_TASK TO COMPLETE:_ Every line must be returned precisely as it is written.

****

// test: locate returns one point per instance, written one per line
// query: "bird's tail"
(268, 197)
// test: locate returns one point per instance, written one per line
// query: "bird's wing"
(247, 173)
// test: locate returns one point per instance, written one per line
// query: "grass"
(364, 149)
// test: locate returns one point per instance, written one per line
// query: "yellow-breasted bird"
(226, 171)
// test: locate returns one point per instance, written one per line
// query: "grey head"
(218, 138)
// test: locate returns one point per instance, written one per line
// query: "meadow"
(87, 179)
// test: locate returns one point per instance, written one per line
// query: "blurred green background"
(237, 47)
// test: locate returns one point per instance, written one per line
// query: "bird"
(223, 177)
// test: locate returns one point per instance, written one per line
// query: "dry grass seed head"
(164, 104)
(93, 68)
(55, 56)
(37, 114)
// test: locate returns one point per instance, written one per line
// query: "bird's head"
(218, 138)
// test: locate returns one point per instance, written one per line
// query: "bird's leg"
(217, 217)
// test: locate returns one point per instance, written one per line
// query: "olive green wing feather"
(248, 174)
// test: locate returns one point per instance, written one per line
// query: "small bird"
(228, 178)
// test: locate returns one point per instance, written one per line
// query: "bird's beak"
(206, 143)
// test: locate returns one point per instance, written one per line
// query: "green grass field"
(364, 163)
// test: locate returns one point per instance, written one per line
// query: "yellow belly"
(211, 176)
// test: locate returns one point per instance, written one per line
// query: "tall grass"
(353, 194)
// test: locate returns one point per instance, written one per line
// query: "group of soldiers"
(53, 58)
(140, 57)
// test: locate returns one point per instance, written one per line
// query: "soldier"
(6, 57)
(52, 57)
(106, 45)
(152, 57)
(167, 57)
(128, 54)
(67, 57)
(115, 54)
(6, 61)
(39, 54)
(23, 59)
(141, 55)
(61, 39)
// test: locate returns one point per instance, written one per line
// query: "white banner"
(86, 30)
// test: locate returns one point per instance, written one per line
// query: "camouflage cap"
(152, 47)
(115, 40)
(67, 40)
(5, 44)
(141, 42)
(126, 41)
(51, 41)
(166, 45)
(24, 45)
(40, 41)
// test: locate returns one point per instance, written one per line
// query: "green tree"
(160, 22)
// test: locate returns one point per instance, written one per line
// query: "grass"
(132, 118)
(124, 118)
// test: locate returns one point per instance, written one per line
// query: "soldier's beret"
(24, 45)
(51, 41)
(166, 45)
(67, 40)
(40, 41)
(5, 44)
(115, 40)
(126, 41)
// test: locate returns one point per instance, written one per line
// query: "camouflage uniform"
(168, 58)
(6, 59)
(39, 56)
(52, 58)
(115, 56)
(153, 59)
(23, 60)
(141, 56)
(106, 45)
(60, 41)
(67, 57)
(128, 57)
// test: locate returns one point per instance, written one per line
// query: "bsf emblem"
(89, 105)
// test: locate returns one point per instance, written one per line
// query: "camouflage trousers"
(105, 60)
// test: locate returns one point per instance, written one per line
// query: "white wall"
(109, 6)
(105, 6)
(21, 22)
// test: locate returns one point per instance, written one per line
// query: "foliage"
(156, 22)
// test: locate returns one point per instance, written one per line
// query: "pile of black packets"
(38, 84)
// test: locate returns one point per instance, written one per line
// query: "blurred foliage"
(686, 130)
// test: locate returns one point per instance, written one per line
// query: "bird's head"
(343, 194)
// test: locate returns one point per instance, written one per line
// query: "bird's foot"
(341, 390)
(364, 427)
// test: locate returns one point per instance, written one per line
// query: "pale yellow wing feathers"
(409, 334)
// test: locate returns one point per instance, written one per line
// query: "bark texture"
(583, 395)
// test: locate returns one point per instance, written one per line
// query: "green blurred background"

****

_ANSWER FOR THIS EXERCISE:_
// test: locate returns one point per instance, written one per line
// query: "bird's tail"
(268, 197)
// test: locate returns one point per instance, written one per line
// query: "bird's wing"
(247, 173)
// test: locate returns one point per instance, written one per line
// query: "grass"
(364, 149)
// test: locate returns one point per instance, written one per line
// query: "yellow-breasted bird"
(226, 171)
// test: locate returns one point per instance, written one per line
// query: "grey head"
(218, 138)
// test: locate returns one point per instance, written one per line
// query: "meadow"
(87, 179)
// test: locate returns one point per instance, written one per line
// query: "blurred green background"
(237, 47)
// test: locate returns one point per instance, written one per line
// query: "bird"
(223, 177)
// test: locate returns one point per instance, written one per line
// query: "dry grass seed head"
(164, 104)
(93, 68)
(55, 56)
(37, 114)
// test: locate returns one point per instance, written one per line
// query: "bird's head"
(218, 138)
// test: locate returns one point per instance, written one per line
// query: "bird's leg"
(217, 217)
// test: locate returns one point per instance, written one per line
// query: "olive green wing feather"
(248, 174)
// test: locate returns one point per instance, written one per line
// query: "small bird"
(228, 178)
// test: locate returns one point per instance, written one per line
// query: "bird's beak"
(206, 143)
// test: locate returns one point per instance, written one per line
// query: "green grass field"
(364, 163)
// test: locate returns one point per instance, written one per line
// query: "yellow belly"
(211, 176)
// test: locate returns one point per instance, written one per line
// query: "tall grass"
(353, 194)
// test: locate returns one point per instance, written one per line
// query: "group of soldiers"
(53, 58)
(140, 57)
// test: locate returns one point per instance, written one per line
// query: "soldier"
(6, 57)
(52, 57)
(106, 45)
(152, 57)
(167, 57)
(128, 54)
(67, 57)
(115, 54)
(6, 61)
(39, 54)
(23, 59)
(141, 55)
(61, 39)
// test: locate returns one point per instance, written one per line
// query: "white banner"
(86, 30)
// test: locate returns one point per instance, written one per line
// query: "camouflage cap"
(152, 47)
(115, 40)
(67, 40)
(5, 44)
(141, 42)
(126, 41)
(51, 41)
(166, 45)
(24, 45)
(40, 41)
// test: locate returns one point per instance, written one per line
// query: "green tree"
(160, 22)
// test: locate returns one point per instance, written one per line
// query: "grass"
(132, 118)
(124, 118)
// test: locate returns one point per instance, written one per line
// query: "soldier's beret"
(24, 45)
(51, 41)
(166, 45)
(67, 40)
(40, 41)
(5, 44)
(115, 40)
(126, 41)
// test: locate returns one point per instance, written one per line
// query: "camouflage uniform"
(168, 58)
(6, 59)
(39, 56)
(52, 58)
(115, 56)
(153, 59)
(23, 60)
(141, 56)
(106, 45)
(60, 41)
(67, 57)
(128, 57)
// test: locate returns one point per instance, written one per line
// query: "bsf emblem"
(89, 105)
// test: locate returns one point per instance, written one per line
// query: "camouflage trousers"
(105, 60)
// test: locate returns one point per instance, written one per line
// query: "white wall"
(109, 6)
(105, 6)
(21, 22)
// test: locate returns one point per instance, written one per line
// query: "foliage"
(156, 22)
// test: locate returns one point per instance, written one per line
// query: "pile of black packets"
(38, 84)
// test: locate returns one point per instance, written one per line
// query: "blurred foliage"
(686, 130)
// test: locate returns one point per instance, written one per line
// query: "bird's head"
(343, 194)
// test: locate returns one point per instance, written one per line
// query: "bird's foot"
(341, 390)
(364, 427)
// test: locate returns one point per instance, written one per line
// query: "pale yellow wing feathers"
(409, 334)
// test: locate returns one point per instance, written one per line
// query: "bark texture"
(583, 395)
// test: locate returns one point per instance, written one per line
// query: "green blurred background"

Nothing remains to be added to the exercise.